In the page extract on European technology entrepreneurs, render this sentence in French: "Looking back, she feels a shallow talent pool held back growth."

PAGE EXTRACT:
####

American entrepreneurs have a natural desire to become the biggest company in the world, he said. "It's not that European entrepreneurs are lazy, but if you aim the bar low, it's very hard to build something big."
"Europeans love to cash out and sell their company, live the good life, and that includes me," he admitted.
However, success when it comes will bring very practical advantages to everyone, explained entrepreneur Alex Depledge.
"We don't really have that many people in the UK or even Europe who have captained or been a part of an early stage company as it scales up rapidly."
She sold her online business for booking domestic cleaners, Hassle, to a German company after three years for £24m. Looking back, she feels a shallow talent pool held back growth.
"It's like the blind leading the blind."
Digital Europe
For Alex Depledge and fellow seasoned entrepreneur Herman Narula, the issue of Brexit weighed heavily on their minds.
What they feared most was losing access to something that is still emerging: the European Digital Single Market, external.
This is an initiative by the European Commission to harmonise rules for doing digital business in Europe. It was launched by Jean-Claude Juncker in May last year and covers everything from copyright and data protection to digital business regulation.
"We need to make the Digital European Single Market for e-economy come true," said Herman Narula. "That would be amazing for companies trying to build successful platforms."
If the UK wants to match the US in building vast technology companies, said Alex Depledge, matching its consumer base by tapping into Europe makes sense.
"Imagine this, the US has a domestic market of 300 million consumers. In the UK our market is 70 million. But put us in Europe and it's 500 million. But the cost of us doing business across Europe is so much greater than the cost within the US, where state to state their markets are quite harmonised.
"Unfortunately, for me, the vote for Brexit has just set ourselves back at least four or five steps in that mission to create companies as big as Apple and Google."

####

DATASET:

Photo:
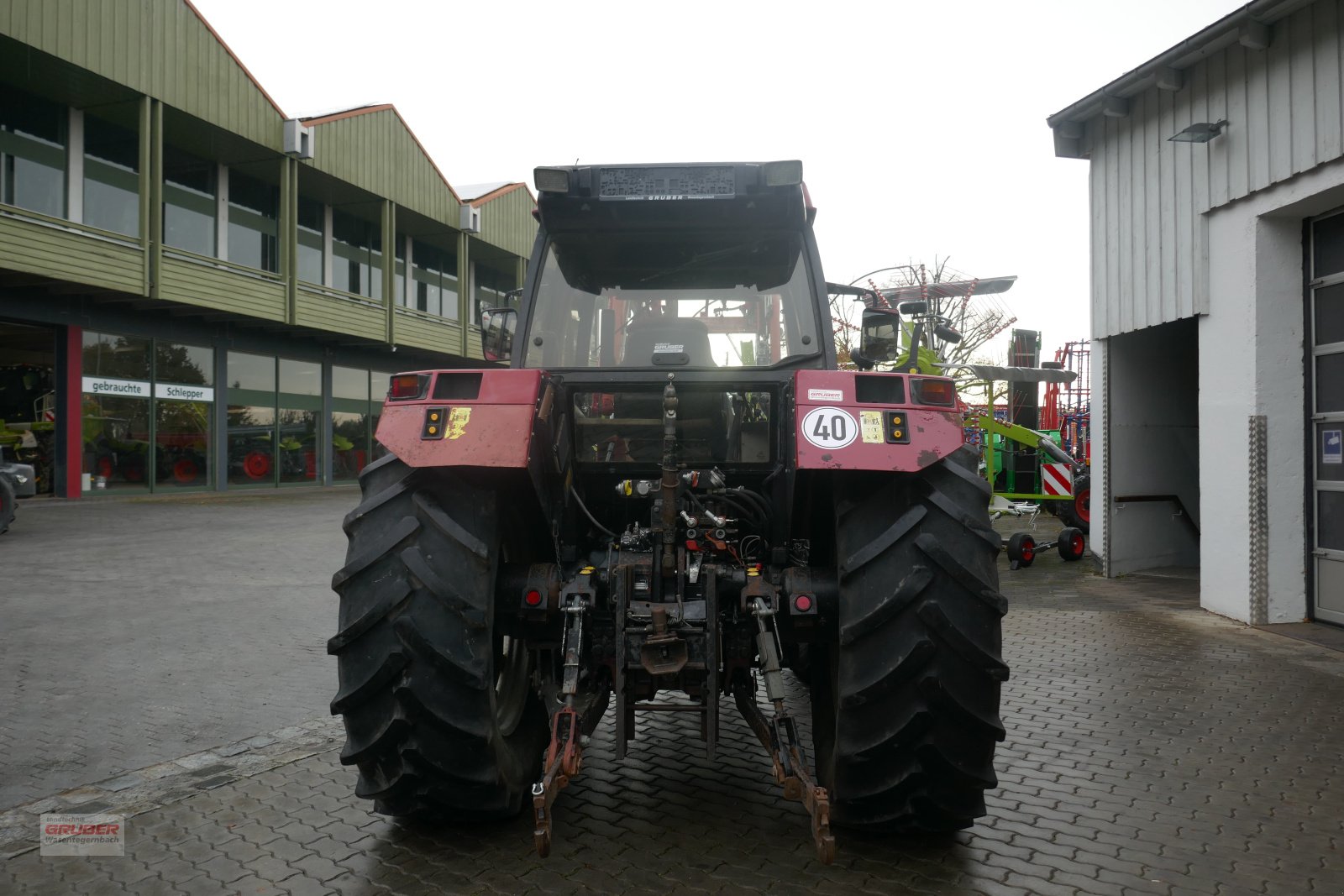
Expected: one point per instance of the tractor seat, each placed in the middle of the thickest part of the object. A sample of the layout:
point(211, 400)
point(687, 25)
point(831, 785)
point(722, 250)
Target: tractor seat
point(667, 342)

####

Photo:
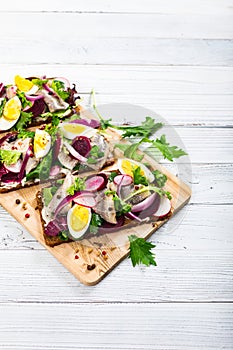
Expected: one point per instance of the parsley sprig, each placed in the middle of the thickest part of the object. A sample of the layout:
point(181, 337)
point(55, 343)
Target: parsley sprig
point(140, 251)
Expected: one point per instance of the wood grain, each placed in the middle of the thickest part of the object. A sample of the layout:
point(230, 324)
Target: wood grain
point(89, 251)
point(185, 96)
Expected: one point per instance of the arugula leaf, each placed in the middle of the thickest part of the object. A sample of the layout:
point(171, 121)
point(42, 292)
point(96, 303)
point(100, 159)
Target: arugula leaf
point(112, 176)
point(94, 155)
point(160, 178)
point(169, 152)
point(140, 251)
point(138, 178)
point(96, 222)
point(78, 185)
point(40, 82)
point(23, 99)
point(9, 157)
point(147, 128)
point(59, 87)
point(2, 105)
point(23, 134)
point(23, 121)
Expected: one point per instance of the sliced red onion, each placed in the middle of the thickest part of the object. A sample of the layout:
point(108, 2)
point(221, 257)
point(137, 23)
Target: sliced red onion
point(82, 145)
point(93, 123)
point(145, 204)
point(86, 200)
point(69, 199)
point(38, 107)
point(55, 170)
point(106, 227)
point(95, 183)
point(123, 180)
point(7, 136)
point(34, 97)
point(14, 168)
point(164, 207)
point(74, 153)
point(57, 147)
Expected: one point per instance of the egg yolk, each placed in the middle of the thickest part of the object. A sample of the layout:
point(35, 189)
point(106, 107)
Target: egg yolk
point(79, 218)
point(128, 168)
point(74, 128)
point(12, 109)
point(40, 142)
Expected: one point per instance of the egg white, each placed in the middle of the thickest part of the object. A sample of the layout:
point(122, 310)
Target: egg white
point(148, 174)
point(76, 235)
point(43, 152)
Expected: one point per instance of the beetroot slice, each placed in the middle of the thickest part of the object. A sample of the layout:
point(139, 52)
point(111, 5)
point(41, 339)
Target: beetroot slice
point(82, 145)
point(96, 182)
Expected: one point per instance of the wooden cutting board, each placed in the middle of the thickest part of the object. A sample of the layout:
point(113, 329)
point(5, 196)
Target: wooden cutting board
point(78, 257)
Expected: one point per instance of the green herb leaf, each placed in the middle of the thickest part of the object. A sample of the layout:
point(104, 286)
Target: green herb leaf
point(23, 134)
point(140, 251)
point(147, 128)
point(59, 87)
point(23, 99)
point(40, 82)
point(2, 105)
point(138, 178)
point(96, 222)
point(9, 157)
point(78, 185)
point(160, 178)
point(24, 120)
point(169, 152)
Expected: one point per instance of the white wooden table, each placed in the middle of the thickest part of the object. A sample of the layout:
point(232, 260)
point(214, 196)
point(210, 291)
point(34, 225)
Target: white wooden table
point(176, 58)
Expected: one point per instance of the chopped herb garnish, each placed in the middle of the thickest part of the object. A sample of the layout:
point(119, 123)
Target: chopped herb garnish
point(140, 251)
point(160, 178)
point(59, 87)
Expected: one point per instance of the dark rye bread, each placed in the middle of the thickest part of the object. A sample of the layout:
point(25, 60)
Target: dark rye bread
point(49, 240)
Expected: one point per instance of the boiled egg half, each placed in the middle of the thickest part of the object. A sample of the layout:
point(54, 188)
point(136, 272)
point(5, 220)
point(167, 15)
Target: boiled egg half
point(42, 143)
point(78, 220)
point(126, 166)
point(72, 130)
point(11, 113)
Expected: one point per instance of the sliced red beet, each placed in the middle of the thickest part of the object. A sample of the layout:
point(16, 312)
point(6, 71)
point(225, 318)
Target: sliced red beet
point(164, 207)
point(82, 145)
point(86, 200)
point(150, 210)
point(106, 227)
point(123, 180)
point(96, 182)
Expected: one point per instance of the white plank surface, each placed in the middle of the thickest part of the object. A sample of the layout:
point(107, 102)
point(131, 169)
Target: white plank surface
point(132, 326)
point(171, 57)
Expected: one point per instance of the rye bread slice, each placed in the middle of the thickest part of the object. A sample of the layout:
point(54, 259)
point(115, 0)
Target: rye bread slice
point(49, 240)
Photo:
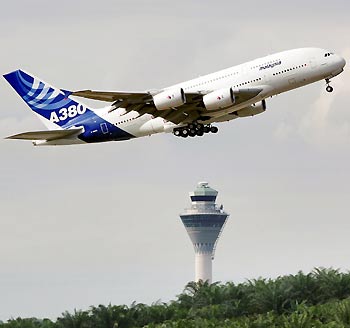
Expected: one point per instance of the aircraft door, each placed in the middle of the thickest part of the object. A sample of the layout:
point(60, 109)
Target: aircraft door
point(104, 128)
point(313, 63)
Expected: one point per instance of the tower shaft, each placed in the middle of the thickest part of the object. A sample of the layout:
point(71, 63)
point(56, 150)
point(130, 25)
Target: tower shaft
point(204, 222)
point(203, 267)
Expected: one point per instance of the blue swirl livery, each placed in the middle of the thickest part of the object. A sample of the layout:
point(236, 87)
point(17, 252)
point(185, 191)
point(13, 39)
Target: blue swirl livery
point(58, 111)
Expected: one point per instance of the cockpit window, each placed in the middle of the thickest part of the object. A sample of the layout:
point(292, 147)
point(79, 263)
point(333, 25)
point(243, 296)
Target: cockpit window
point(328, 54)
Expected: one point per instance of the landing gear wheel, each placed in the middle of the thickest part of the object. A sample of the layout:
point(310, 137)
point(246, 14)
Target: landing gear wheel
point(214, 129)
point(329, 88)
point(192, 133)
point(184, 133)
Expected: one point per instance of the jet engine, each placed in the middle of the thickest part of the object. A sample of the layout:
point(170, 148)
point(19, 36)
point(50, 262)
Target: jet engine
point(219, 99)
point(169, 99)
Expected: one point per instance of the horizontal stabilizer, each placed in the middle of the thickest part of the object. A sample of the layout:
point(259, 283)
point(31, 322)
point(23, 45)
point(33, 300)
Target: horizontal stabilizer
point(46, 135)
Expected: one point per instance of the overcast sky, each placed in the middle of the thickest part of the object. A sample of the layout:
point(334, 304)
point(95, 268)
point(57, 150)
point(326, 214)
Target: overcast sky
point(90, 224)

####

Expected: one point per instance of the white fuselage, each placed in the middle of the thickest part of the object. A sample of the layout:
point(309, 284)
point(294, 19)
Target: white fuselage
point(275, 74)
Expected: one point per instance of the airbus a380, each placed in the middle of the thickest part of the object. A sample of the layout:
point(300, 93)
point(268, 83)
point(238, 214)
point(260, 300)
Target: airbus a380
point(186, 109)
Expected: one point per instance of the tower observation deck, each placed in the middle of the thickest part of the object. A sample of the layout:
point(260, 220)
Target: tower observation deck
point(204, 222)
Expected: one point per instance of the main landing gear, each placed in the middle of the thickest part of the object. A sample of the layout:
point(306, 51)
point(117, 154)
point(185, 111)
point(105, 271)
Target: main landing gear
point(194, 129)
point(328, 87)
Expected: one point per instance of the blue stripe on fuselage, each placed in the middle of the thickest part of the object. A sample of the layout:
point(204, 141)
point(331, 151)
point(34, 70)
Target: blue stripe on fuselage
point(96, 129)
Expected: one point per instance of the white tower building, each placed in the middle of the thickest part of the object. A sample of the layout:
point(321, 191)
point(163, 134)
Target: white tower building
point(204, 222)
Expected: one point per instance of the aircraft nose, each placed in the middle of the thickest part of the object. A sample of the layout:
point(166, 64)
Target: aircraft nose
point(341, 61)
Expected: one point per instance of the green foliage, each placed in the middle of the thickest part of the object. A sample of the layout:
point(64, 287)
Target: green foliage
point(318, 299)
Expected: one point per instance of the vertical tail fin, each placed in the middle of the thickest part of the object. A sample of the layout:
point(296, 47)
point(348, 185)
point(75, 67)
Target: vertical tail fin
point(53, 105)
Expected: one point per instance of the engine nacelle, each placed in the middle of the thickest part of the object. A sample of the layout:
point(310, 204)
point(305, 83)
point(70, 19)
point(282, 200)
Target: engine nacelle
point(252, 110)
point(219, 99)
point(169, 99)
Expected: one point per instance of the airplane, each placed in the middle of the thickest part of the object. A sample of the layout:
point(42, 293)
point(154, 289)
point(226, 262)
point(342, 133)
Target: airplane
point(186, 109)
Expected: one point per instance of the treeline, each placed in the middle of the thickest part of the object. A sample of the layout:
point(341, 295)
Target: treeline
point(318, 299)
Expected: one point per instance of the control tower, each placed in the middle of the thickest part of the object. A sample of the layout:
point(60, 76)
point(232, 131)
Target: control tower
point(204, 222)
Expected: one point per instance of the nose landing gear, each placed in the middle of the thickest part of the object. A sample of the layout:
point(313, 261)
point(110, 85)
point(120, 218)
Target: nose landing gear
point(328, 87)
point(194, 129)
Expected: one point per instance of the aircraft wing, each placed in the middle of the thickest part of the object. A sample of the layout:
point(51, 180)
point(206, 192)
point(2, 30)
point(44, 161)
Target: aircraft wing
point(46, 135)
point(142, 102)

####

YOUR SOLUTION: Avec le recul, elle estime qu'un vivier de talents peu profond a freiné la croissance.